READING TEXT:
——

HTML Parser In Xamarin.Android Using jsoup

Xamarin
Introduction

In this article, we will learn how to parse an HTML page using jsoup in Xamarin.Android, just like we used jsoup in Native Java Android development.

jsoup

jsoup is a Java library for working with real-world HTML. It provides a very convenient API for extracting and manipulating the data, using the best of DOM, CSS, and jQuery-like methods.

jsoup for Xamarin.Android

In this article, we will see the Xamarin.Android binding or port Java jsoup and its implementations with the application. You can find the binding DLL of jsoup from GitHub or its package from NuGet

Coding Part

I have split this article into 3 steps.

Step 1

Creating a new Xamarin.Android project.

Step 2

Setting up the plug-in for Xamarin.Android application.

Step 3

Implementing jsoup in Xamarin.Android application.

Step 1 - Creating new Xamarin.Android Projects

Create a new project by selecting New >> Project, and select Android App followed by a click on OK.

——

TASKS TO CARRY OUT:
A - In the jsoup tutorial, explain why jsoup's API is described as very convenient for extracting and manipulating data.
B - Please reproduce the jsoup tutorial between "Creating a new" and "in Xamarin.Android application.", inclusive.
C - Take the jsoup tutorial further, starting right after its final sentence.

DATA EXTRACT:
——

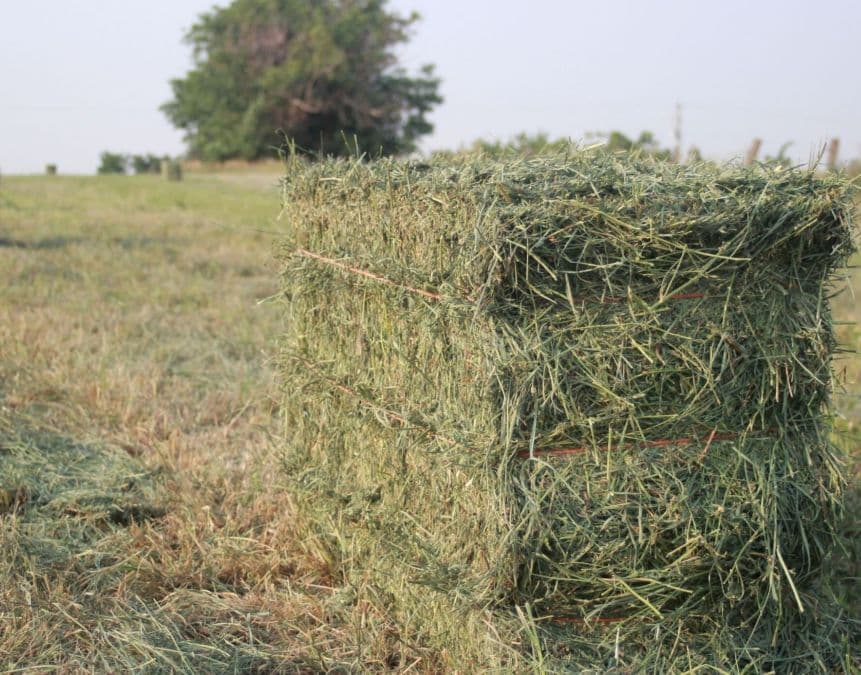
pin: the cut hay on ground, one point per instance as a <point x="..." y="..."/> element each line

——

SET OF ANSWERS:
A - The tutorial calls jsoup's API very convenient because it uses the best of DOM, CSS, and jQuery-like methods for working with real-world HTML.

B -
Creating a new Xamarin.Android project.

Step 2

Setting up the plug-in for Xamarin.Android application.

Step 3

Implementing jsoup in Xamarin.Android application.

C -
Xamarin

Step 2 - Setting up the plug-in for Xamarin.Android application

In this step, we will include the jsoup plug-in for Xamarin.Android Project. Open NuGet Package Manager against the project and do search for jsoup. Select the jsoup package from the list and click "Install" to add the library or paste the following in Package Manager Console to install the NuGet plugin.

Install-Package Jsoup -Version 1.0.0

Xamarin

Step 3 - Implementing jsoup in Xamarin.Android application

In this part, we will see how to implement Jsoup to parse an HTML page or link.

  • Open your MainActivity.cs and paste the following code.
    1. Document doc = Jsoup.Connect("https://androidmads.blogspot.in/").Get();  
    2. Element link = doc.Select("img").First();  
    3. link.AbsUrl("src"); 
  • Here, the document used to make the web page is given as a singles file or document.
  • Consist of Elements and TextNodes.
  • Document extended from Elements or Nodes and TextNodes are extended from Nodes.
  • In the above example, the page from https://androidmads.blogspot.in link is retrieved and assigned to Document.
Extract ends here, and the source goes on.